REQUIRED ACTION: Below are the records; copy exactly the lines from the first through the one containing "Where can you spot the shed", both included, and leave out the pictures.

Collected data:
○ ○ ○ ○ ○

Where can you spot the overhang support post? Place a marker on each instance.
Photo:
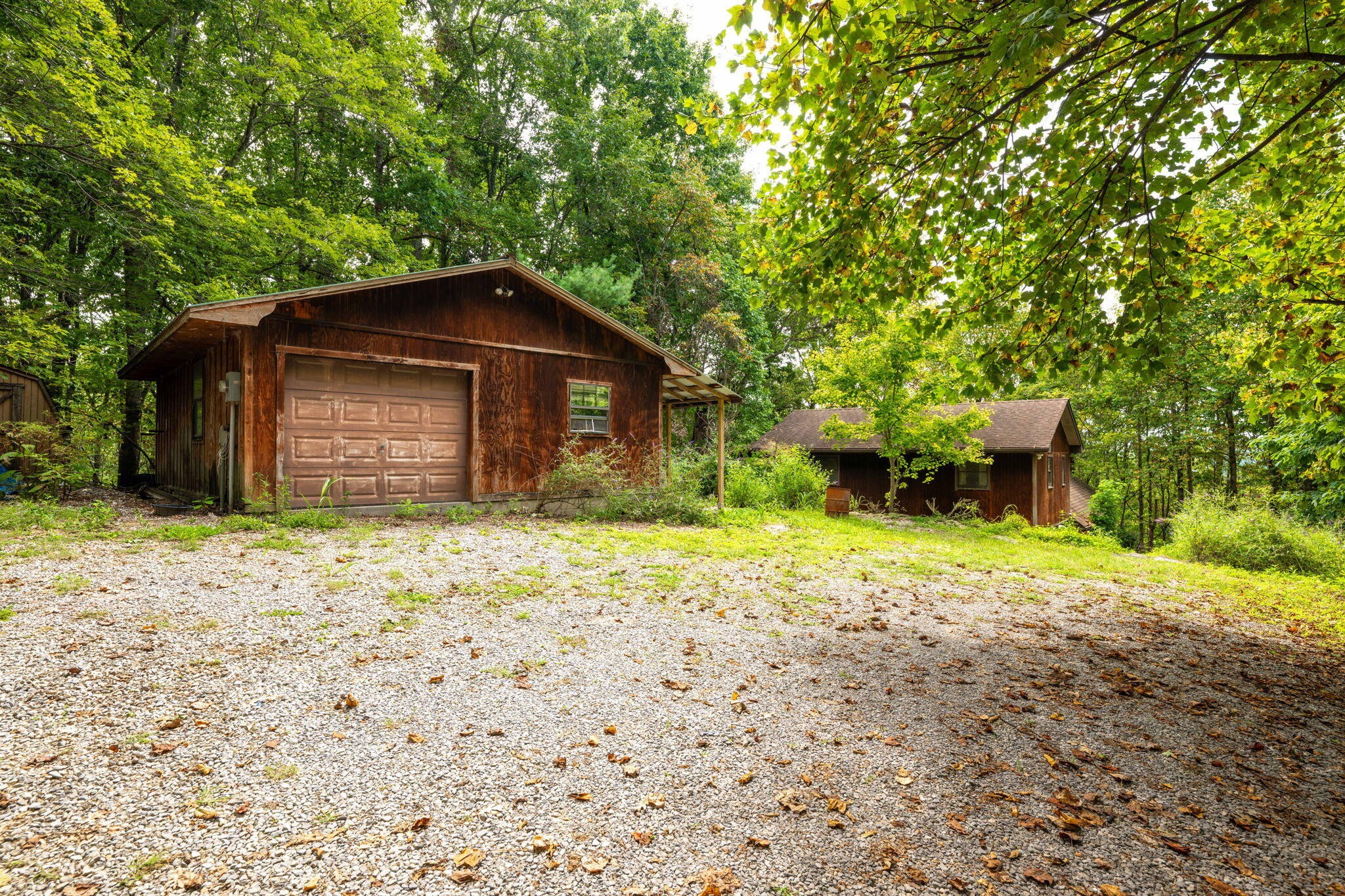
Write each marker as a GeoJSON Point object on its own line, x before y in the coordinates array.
{"type": "Point", "coordinates": [667, 444]}
{"type": "Point", "coordinates": [720, 438]}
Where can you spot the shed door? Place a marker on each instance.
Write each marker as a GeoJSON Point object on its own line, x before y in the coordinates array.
{"type": "Point", "coordinates": [377, 433]}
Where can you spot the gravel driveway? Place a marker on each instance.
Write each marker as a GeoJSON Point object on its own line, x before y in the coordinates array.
{"type": "Point", "coordinates": [523, 708]}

○ ○ ○ ○ ○

ANSWER TO THIS PROBLEM:
Where can you spot the overhang support post? Place a marker on each instance.
Photo:
Write each marker as a GeoJSON Point object on its own line, x before y in the coordinates array.
{"type": "Point", "coordinates": [667, 444]}
{"type": "Point", "coordinates": [720, 438]}
Where can you spot the shed door? Place a marker on each instance.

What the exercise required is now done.